(What is expected) Please count the lines in the material below that contain the string "cabin" and give only that number.
* START Dataset records *
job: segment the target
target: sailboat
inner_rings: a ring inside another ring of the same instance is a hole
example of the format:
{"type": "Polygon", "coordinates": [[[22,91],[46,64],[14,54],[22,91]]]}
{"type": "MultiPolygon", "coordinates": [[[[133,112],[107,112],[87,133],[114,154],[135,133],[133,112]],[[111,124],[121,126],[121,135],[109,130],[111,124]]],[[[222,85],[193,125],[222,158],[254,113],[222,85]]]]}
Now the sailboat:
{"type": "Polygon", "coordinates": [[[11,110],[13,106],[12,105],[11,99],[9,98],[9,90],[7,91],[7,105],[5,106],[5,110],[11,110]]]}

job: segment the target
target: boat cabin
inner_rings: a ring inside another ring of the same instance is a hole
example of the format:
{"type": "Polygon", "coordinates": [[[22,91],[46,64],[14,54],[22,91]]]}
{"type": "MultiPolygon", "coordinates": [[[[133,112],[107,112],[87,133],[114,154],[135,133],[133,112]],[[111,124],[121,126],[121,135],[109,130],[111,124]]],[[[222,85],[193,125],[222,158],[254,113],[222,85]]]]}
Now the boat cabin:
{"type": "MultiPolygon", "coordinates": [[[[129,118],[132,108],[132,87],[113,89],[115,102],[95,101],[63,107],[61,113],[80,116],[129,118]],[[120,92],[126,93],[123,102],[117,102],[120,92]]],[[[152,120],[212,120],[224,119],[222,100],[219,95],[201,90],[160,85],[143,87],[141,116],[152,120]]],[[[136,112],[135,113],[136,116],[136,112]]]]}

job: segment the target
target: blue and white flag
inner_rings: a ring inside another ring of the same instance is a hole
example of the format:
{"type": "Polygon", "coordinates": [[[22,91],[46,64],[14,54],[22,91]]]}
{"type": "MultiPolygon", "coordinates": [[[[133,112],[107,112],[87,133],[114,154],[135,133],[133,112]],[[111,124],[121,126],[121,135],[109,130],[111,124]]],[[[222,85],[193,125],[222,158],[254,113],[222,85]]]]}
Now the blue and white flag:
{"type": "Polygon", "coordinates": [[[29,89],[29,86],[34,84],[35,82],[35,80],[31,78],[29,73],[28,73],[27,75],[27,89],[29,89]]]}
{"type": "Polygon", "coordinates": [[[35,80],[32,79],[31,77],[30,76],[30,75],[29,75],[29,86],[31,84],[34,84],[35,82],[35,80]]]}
* END Dataset records *
(The answer) 2